***** Extracto proporcionado
Señora directora:
Desde hace más de un año, en que se declaró la dolorosa y catastrófica pandemia que estamos viviendo, con las consecuentes cuarentenas establecidas en todos los países del mundo, nos hemos habituado, con mayor o menor éxito, con mayor o menor entrega y dedicación, a nuevas normas de convivencia. Nos enfrentamos (por necesidad y escaso placer) con intrincadas e ignotas plataformas que nos han sumergido en la virtualidad, al manejo y la discusión con una jerga inesperada y profundamente perturbadora, a una realidad atemorizante, a un conteo diario de víctimas espantosamente consabido.
También nos desafía la nostalgia de una sonrisa, de un abrazo, y en las madrugadas de miedo, el más gráfico recuerdo de Damocles y de la espada.
Aulas silenciadas, niños desconcertados, miles de empresas y comercios cerrados, pérdida de empleos, multiplicación del hambre y la pobreza, asignaciones sociales que tratan de remediar esa situación y que se diluyen, indefectiblemente, en una inflación desorbitada, han acompañado al excepcional esfuerzo y valentía de todos los que siguieron trabajando para mantener al país en marcha. Gracias a ellos seguimos funcionando: los esenciales. Sin preguntar, sin esperar órdenes, sin exigir, cumpliendo calladamente desde el primer momento con su mandato interno.
**********
***** Datos del ejercicio
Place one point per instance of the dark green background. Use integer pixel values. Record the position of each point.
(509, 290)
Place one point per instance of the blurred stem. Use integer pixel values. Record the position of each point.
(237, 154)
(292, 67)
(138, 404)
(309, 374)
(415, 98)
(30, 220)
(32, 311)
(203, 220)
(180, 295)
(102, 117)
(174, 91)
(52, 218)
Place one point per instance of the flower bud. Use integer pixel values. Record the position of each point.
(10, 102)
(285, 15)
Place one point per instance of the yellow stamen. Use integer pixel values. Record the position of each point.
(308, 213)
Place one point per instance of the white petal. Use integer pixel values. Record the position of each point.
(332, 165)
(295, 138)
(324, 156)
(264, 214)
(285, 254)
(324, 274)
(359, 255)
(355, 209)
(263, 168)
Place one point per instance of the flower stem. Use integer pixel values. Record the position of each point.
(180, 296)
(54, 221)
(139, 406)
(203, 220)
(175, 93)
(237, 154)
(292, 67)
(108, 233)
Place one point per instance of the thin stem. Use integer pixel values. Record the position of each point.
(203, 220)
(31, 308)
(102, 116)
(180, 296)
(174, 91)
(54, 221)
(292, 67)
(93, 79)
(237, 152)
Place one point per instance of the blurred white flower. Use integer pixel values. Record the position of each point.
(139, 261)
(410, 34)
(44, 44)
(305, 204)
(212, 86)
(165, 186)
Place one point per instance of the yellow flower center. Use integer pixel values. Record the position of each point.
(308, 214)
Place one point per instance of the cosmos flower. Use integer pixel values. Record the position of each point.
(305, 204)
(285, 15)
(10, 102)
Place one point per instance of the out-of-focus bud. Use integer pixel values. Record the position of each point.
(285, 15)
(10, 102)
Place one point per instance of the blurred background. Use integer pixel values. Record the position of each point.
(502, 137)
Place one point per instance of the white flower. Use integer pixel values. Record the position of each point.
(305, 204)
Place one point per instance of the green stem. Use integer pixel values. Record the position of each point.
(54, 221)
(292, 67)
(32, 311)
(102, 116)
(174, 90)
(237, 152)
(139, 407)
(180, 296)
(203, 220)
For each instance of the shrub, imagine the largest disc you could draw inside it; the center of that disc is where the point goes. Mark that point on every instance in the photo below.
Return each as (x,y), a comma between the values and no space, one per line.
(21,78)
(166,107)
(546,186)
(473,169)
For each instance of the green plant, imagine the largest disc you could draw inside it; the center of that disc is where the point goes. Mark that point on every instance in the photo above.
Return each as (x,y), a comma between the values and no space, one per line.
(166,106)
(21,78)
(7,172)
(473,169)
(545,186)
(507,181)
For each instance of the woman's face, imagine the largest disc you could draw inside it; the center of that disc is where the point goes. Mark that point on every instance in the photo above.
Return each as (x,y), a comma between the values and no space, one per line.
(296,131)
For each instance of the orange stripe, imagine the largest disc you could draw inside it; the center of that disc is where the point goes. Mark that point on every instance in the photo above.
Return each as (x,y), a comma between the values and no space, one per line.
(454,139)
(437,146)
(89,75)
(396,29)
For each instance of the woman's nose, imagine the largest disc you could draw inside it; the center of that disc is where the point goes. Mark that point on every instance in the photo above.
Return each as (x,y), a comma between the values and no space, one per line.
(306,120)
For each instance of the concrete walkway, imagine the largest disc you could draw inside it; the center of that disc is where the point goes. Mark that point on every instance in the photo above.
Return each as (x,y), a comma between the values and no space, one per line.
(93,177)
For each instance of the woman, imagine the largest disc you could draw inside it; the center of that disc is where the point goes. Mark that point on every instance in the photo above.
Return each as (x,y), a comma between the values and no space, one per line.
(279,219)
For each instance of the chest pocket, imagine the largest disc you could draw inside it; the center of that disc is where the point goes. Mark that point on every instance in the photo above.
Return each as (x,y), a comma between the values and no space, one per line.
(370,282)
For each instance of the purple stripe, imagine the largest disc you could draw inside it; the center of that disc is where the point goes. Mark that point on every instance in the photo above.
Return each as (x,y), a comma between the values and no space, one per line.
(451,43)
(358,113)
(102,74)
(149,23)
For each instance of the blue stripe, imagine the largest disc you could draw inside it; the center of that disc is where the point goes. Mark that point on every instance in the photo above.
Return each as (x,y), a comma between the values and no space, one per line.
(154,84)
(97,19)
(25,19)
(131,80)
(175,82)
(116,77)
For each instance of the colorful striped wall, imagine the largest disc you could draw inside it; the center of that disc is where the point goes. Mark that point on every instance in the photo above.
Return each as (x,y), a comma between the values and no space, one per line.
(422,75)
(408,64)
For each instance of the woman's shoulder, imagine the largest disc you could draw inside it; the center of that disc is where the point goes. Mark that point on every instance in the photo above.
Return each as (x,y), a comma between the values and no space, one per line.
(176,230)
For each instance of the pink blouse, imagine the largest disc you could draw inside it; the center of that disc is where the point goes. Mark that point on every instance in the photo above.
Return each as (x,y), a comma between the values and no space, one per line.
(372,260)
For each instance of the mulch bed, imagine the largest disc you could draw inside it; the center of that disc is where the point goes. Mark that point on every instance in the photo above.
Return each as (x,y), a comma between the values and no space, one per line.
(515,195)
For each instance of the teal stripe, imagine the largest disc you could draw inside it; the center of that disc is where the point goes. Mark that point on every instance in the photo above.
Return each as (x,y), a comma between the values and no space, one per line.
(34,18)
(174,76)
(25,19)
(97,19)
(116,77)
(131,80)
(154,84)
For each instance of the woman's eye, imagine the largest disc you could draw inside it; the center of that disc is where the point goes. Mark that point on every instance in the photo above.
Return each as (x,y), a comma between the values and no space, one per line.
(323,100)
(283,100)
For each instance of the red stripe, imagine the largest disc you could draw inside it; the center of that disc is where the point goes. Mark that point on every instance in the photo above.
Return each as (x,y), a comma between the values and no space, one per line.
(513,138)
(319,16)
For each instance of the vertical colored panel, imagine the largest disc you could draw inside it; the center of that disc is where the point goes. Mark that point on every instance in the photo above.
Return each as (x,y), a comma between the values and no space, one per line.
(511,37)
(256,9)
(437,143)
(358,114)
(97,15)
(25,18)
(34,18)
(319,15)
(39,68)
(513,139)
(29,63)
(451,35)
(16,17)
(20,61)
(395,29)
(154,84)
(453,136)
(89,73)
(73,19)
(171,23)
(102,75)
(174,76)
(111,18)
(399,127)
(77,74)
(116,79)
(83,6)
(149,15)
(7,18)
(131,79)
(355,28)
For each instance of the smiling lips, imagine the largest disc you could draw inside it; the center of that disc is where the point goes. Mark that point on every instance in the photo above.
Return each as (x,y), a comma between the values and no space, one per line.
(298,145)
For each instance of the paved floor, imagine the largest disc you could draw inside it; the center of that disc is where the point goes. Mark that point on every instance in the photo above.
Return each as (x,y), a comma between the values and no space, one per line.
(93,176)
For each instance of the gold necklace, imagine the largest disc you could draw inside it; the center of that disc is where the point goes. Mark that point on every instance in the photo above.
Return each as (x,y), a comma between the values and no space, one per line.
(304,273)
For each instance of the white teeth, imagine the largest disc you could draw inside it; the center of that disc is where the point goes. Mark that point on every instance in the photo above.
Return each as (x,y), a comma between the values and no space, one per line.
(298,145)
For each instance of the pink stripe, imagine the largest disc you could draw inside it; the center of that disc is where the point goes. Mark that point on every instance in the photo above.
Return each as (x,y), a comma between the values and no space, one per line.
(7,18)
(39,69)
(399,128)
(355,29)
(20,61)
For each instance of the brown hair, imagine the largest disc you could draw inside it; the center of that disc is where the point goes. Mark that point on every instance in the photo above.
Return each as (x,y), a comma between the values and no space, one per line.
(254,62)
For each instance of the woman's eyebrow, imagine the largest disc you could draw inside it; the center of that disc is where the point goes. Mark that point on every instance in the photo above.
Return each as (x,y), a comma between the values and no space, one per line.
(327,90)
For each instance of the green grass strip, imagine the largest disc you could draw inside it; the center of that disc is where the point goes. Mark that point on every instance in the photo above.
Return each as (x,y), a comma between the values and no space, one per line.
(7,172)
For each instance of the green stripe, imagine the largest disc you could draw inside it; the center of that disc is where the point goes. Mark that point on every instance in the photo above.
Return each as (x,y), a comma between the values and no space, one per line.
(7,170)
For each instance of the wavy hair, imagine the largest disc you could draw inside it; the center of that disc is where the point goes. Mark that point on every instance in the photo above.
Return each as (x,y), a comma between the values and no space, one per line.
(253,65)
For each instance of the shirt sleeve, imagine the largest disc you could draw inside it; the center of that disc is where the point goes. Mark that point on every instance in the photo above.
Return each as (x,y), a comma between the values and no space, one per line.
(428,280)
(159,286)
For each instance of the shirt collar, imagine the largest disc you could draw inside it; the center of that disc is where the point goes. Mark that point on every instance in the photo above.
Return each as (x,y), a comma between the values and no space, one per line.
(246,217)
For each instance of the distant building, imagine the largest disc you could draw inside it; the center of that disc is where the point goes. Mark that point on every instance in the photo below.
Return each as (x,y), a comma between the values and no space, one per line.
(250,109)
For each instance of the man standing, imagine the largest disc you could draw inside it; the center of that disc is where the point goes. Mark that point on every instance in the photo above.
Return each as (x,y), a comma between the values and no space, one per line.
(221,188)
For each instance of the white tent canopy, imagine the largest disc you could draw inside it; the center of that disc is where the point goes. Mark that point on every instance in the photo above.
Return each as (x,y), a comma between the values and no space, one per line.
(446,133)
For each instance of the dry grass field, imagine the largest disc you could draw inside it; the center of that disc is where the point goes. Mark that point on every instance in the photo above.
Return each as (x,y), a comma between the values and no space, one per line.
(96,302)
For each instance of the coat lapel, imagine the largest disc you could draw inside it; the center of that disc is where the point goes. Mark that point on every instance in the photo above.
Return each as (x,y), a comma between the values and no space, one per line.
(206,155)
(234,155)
**********
# [Partes del ejercicio]
**1.** Según la carta sobre la pandemia, ¿cuánto tiempo hace que se declaró la pandemia?
**2.** Continúa la carta sobre la pandemia a partir de su última oración.
Las líneas no se necesitan para nada.

# [Respuestas]
**1.** Más de un año.

**2.**
El personal de salud, de docencia, de seguridad, de mantenimiento, de transporte, de servicios, en el silencio y la incertidumbre que nos aturdía a todos, siguió trabajando.
La esperanza mundial de las vacunas también llegó a nuestro país. Con exasperante lentitud de distribución y aplicación, hisopados truchos o la prebendaria asignación de esas vacunas a ciertos grupos que nos demostraron cuán miserables pueden ser algunos: los que las recibieron y los que lo justificaron.
Con ese telón de fondo, mientras la indefensión de muchos lucha para no ser desesperanza, asistimos a lamentables escenas de enojo de nuestros dirigentes. Los que tendrían que llamar a la calma se espetan los más variados y tremendos insultos que vuelan de aquí para allá y regresan de allá para aquí en un juego oscilante que anticipa, con sus diatribas más feroces, la degradación. Muy pocos resisten un archivo, y eso parece ser motivo de orgullo para más de uno, explicitado en bravatas destempladas dirigidas a los que, quizá ingenuamente, esperamos templanza y equilibrio. Los valores éticos cambian de acuerdo a los vientos políticos, y las escenas de cólera dirigencial no respetan ningún tipo de límite, y declaran no respetar, tampoco, ningún tipo de ley, al mejor estilo autocrático.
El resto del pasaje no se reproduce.